It is self-evident that some other way of calculating the waiting time interval can be employed in other versions of the invention in order to achieve the inventive variation. In particular, the described graduation need not ensue in multiples of a variation interval. For example, thus, an appropriately varying number from 1 through 2 can be determined with the predetermined function, this number being multiplied by the basic interval for determining the waiting time interval.
FIG. 5 shows an example of an imprint 30 that was generated on a second letter 40 with a second printer device fraudulently connected in parallel to the postage meter machine 1, the second printer device being in the form of a conventional office printer having a second print head (not shown). The control data for the print elements of the print head 2 from FIG. 1 where thereby fraudulently read out on their way to the print head 2 in order to reproduce the franking imprint 3 from FIG. 2.
Due, however, to lack of knowledge, the variation of the waiting time interval key in the drive of the displacement drive for the second print head was not taken into consideration when producing the imprint 30. The information with respect to the time drive of the motor 6.1 is thereby lacking for the drive of the displacement drive for the second print head, since the drive controller 13 and the motor 6.1 are inaccessibly accommodated in the protected housing part of the postage meter machine 1.
Whereas, due to lack of this information in the illustrated example, the second printer device was operated with a waiting time interval corresponding to the basic interval TG, the waiting time interval T employed in the postage meter machine 1 had the value T=TG+2 TV, so that a longitudinal offset LV that is already clearly visible with the naked eye occurs along the first direction 5 between the first partial image 30.1 and the second partial 30.2 of the imprint 30.
Such a clear longitudinal offset can be recognized without difficulty by the image acquisition device as is usually employed in mail distribution centers, so that letters provided with such counterfeited franking inputs 30 can be separated out without further ado.
Since the franking imprints employed also contain an indication of the postage meter machine—not shown in FIGS. 2 through 5—with which they were produced, not only can delivery of pieces of mail with counterfeit franking imprints be presented, but also the postage meter machine which was manipulated to produce the counterfeits.
In order to achieve the longitudinal offset shown in FIG. 5, the length of the variation interval TV in the postage meter machine 1 from FIG. 1 is determined from the quotient of a predetermined longitudinal offset LVV per variation interval and the average speed VM of the print head 2 during the third step, according to:
TV=LVV/VM.
It is thus assured that, even given a minimal deviation in the drive of the displacement drive for the second print head by one time the variation numeral TV, a predetermined minimal longitudinal offset LVV is achieved. In the example shown in FIG. 5, the longitudinal offset amounts to twice the minimum longitudinal offset LVV.
As a numerical example, the minimum longitudinal offset LVV can be 1.25 mm, which leads to a variation interval of 10 ms according to the equation immediately above, given an average print head speed of 125 mm/s.
Although the invention has been described above with reference to print images composed of two partial images, it is self-evident that the invention can also be applied without difficulty in conjunction with the generation of print images having more than two partial images. Moreover, variation need occur in all waiting time intervals; it can also suffice that only one waiting time interval has a varied length. It can likewise be provided to change the time interval or time intervals that vary. Although the invention was described above in conjunction with postage meter machines, it can also be employed in conjunction with other printer devices wherein similar demands exist for the suppression of attempted fraud.

● ● ● ●

Set exercise =
Pick up the postage meter printing passage above after its final sentence and keep writing in the same style.

Information provided =
● ● ● ●

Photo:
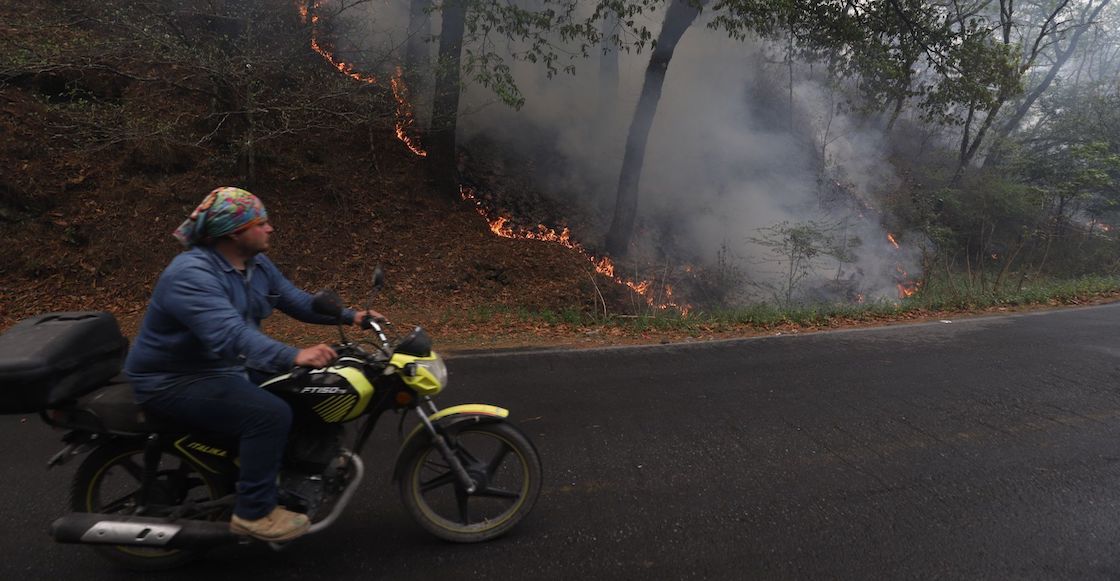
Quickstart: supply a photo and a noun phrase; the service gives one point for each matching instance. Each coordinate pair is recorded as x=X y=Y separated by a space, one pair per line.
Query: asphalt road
x=973 y=449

● ● ● ●

Response to this exercise =
Although modifications and changes may be suggested by those skilled in the art, it is the intention of the inventors to embody within the patent warranted hereon all changes and modifications as reasonably and properly come within the scope of their contribution to the art.

Claims (10)

1. A method for generating a print image on an image carrier composed of a first partial image and a second partial image disposed transversely offset relative to a first direction, comprising the steps of:
(a) generating a relative motion between an ink droplet-ejecting printhead and said image carrier along said first direction for generating said first partial image on said image carrier;
(b) generating a transverse offset between said printhead and said image carrier in a second direction proceeding transversely to said first direction;
(c) generating a relative motion between said printhead and said image carrier along said first direction for generating said second partial image on said image carrier; and
(d) repeating steps (a), (b) and (c) while varying a waiting time interval between an end of printing in step (a) and a beginning of printing in step (c), according to a prescribed function that varies said waiting time interval in multiples of a variation interval equal to a quotient of a prescribed longitudinal offset and an average speed of the relative motion between the printhead and the image carrier in step (c).
2. A method as claimed in claim 1 wherein step (d) comprises varying said waiting time interval so that a relative motion according to steps (a), (b) and (c) between said printhead and said image carrier, without taking the variation of said waiting time interval into account, may cause a longitudinal offset along said first direction between said first partial image and said second partial image on said image carrier which is of a detectable size.
3. A method as claimed in claim 2 wherein said detectable size is an optically detectable size.
4. A method as claimed in claim 3 wherein said optically detectable size is detectable with the naked eye.
5. A method as claimed in claim 1 wherein said prescribed function varies said waiting time interval in said multiples of said variation interval from print image-to-print image.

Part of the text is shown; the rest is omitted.